_TASK INSTRUCTIONS:_ Where the records appear below, transcribe them exactly, leaving none out.

Items from a dataset
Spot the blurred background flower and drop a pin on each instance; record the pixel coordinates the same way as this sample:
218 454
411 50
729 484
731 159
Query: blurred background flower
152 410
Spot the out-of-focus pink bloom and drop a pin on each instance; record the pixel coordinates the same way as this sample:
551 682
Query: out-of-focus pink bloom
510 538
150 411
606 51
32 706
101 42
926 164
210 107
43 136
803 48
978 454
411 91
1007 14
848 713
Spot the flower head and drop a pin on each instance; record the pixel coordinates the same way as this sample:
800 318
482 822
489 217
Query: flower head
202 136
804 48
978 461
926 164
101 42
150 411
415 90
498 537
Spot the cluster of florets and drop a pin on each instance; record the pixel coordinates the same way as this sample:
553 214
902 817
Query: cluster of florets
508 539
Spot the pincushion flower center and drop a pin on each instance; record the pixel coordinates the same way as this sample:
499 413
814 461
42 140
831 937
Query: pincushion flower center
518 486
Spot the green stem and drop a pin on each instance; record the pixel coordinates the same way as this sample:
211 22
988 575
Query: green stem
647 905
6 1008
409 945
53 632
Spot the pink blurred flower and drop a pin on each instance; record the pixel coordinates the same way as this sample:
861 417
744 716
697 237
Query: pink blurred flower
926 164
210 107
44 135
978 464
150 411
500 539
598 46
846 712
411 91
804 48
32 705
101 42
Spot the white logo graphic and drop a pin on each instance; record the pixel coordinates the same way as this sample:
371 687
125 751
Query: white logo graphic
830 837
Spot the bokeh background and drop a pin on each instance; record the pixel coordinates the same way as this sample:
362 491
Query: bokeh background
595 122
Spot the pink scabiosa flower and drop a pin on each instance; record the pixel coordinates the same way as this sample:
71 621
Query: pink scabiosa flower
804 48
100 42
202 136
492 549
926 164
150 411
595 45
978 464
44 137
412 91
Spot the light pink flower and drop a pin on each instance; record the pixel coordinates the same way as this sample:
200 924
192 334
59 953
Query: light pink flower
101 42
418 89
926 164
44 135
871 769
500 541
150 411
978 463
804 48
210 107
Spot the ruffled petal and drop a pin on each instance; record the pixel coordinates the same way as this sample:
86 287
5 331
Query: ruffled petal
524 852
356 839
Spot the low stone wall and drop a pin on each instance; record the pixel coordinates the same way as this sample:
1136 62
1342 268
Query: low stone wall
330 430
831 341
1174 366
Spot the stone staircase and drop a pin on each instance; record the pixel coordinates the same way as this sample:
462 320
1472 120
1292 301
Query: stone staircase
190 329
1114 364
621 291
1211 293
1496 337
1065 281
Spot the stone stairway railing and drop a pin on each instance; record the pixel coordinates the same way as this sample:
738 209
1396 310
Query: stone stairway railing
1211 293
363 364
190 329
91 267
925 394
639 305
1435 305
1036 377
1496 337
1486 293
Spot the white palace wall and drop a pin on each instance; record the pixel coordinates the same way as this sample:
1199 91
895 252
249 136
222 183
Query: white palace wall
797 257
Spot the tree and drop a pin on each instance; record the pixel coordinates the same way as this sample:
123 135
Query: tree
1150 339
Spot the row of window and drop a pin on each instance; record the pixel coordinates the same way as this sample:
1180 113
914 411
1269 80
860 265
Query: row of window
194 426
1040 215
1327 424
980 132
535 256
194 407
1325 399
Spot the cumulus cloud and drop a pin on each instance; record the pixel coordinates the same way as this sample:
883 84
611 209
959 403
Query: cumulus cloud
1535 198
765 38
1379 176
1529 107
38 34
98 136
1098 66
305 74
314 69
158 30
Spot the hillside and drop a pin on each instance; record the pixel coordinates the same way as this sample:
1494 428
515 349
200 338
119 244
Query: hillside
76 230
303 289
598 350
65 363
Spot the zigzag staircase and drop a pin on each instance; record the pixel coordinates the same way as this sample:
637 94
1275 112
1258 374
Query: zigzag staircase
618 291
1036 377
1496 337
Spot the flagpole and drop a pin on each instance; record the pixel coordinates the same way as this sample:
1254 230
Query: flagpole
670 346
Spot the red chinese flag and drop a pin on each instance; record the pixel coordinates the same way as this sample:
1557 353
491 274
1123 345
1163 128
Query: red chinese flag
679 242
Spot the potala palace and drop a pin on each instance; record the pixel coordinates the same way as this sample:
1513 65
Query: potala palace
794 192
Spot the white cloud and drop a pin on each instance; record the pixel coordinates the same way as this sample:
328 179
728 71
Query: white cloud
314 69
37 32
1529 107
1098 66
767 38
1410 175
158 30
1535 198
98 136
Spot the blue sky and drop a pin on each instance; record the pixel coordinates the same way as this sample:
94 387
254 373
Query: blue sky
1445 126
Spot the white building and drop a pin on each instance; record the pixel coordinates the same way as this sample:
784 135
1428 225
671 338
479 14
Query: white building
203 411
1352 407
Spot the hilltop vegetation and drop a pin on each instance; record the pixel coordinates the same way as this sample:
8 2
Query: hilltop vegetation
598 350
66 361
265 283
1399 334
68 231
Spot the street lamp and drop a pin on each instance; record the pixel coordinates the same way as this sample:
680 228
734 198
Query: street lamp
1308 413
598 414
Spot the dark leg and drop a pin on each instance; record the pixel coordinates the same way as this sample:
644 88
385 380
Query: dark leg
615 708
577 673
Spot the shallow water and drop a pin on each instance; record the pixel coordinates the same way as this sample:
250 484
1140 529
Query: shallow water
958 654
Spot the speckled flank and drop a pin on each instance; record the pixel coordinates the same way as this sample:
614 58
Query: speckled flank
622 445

_FINISHED EXERCISE:_
Spot the blurred background flower and drop a pin on each instance; record the pixel coordinates the same way as this sample:
218 454
411 50
729 484
731 159
Query: blurred background flower
152 410
Spot the out-of-focus pink bloom and drop a pin on each instance; record the pixel coordinates the same way as this sample:
551 682
Query: out-of-focus pink bloom
510 538
150 411
606 51
32 706
101 42
926 164
210 107
43 136
803 48
978 454
411 91
1007 14
848 713
Spot the flower head and drop a pin on each instance; record the pixel coordinates the same way as this sample:
800 318
482 822
489 217
Query: flower head
202 136
804 48
978 461
926 164
101 42
150 411
415 90
498 537
Spot the cluster of florets and drop a pin on each instance; record the pixel coordinates the same way as this sample:
553 214
902 817
Query: cluster of florets
508 539
Spot the pincushion flower center and drop a pin on each instance; record the pixel coordinates the same way as this sample:
499 413
814 461
42 140
831 937
Query: pincushion flower center
518 486
Spot the green stem and drop a pin on each instance; record the pixel coordinates the same way as this sample:
211 22
988 575
Query: green stem
647 905
6 1008
409 945
53 632
Spot the pink blurred flower and drop a pin on each instance; record the pixel coordinates the same way as this sample:
861 417
744 716
697 237
Query: pink blurred flower
926 164
210 107
44 135
978 464
150 411
500 539
598 46
846 712
411 91
804 48
32 705
101 42
Spot the white logo graphic and drop a pin on each instance; record the pixel coordinates the same way as this sample:
371 687
125 751
Query: white logo graphic
830 837
Spot the bokeh background and drop a pin on each instance; record the pixel coordinates the same way as this sample:
362 491
Query: bokeh background
595 122
Spot the pink scabiosa flower and drop a pin on each instance; record the pixel coordinates the same way as this sample:
71 621
Query: pink scabiosa flower
804 48
100 42
202 136
492 549
926 164
150 411
595 45
978 464
44 137
412 91
Spot the light pink flower and drop a pin on each instance; record the pixel coordinates the same way as this sample:
200 924
192 334
59 953
Query: light pink flower
101 42
418 89
926 164
44 135
871 769
500 541
150 411
978 463
804 48
210 107
Spot the ruffled petal and drop a pin on each instance; record the pixel coordinates the same way as this sample:
86 287
5 331
Query: ruffled petal
524 852
356 839
Spot the low stone wall and drop a pin on each instance; record the pixel coordinates the same way as this sample:
1136 62
1342 268
Query: low stone wall
330 430
831 341
1174 366
Spot the stone staircase and drop a pin on each instance; record the pixel coordinates the same way as this sample:
462 320
1472 120
1292 301
Query: stone staircase
190 329
1114 364
621 291
1211 293
1496 337
1065 281
Spot the stone stairway railing and drop a pin on each instance; record the pixel coordinates the same way as this sample:
738 209
1396 310
Query: stone stairway railing
1211 293
363 364
190 329
91 267
925 394
639 305
1435 305
1036 377
1496 337
1486 293
Spot the white palace wall and drop a pin on each instance; record the pixel coordinates the same way as this sample:
1199 91
895 252
249 136
222 183
Query: white palace wall
797 257
Spot the tree and drop a pin on each instance; record the pixel coordinates the same way as this sample:
123 135
Query: tree
1150 339
Spot the row of window and drop a pin on each instance; record the pixel coordinates the same way as this sample:
1180 113
914 411
1269 80
860 265
Query: row of window
194 426
1040 215
1327 424
980 132
535 256
194 407
1325 399
Spot the cumulus cloud and drop a pin on each instance; record the pixel coordinates the same way as this sample:
883 84
611 209
959 403
Query: cumulus cloud
1535 198
765 38
1379 176
1529 107
38 34
98 136
1098 66
305 74
314 69
158 30
Spot the hillside and drop a pin on each instance; record the pixel coordinates the same way as this sample:
1494 428
515 349
200 338
119 244
Query: hillside
76 230
303 289
598 350
65 363
Spot the zigzag staircase and drop a pin on each instance; record the pixel coordinates the same way as this sample:
637 94
1275 112
1258 374
Query: zigzag staircase
618 291
1036 377
1496 337
Spot the flagpole and drop a pin on each instance; record the pixel coordinates the same way as this sample:
1254 230
Query: flagpole
670 346
Spot the red chinese flag and drop a pin on each instance; record the pixel coordinates the same way as this sample:
1557 353
491 274
1123 345
1163 128
Query: red chinese flag
679 242
Spot the potala palace and drop a pin on each instance; record the pixel coordinates the same way as this sample:
1513 65
Query: potala palace
794 192
Spot the white cloud and drop a pin on each instance; record the pixel coordinates the same way as this sample:
328 179
728 71
Query: white cloud
314 69
37 32
1529 107
1098 66
767 38
1410 175
158 30
1535 198
98 136
Spot the blue sky and drop a pin on each instance; record the pixel coordinates the same way as this sample:
94 387
254 373
Query: blue sky
1445 126
Spot the white building and drop a pin on each instance; record the pixel coordinates the same way as this sample:
784 135
1428 225
671 338
479 14
Query: white building
203 411
1352 407
Spot the hilltop vegetation and drop a pin on each instance; record the pixel coordinates the same way as this sample:
8 2
Query: hilltop vegetation
598 350
66 361
265 283
1399 334
68 231
Spot the street lamp and drop a pin on each instance; record the pixel coordinates the same way as this sample:
680 228
734 198
Query: street lamp
1308 413
598 414
Spot the dark leg and drop a pin on each instance; record the pixel coordinates the same way as this sample:
644 88
385 380
Query: dark leg
615 708
577 673
Spot the shallow water and drop a pin on each instance; record the pixel coordinates the same way as this sample:
250 484
1140 529
Query: shallow water
958 654
Spot the speckled flank and drop a pin on each instance; record the pixel coordinates the same way as this sample:
614 58
Query: speckled flank
622 445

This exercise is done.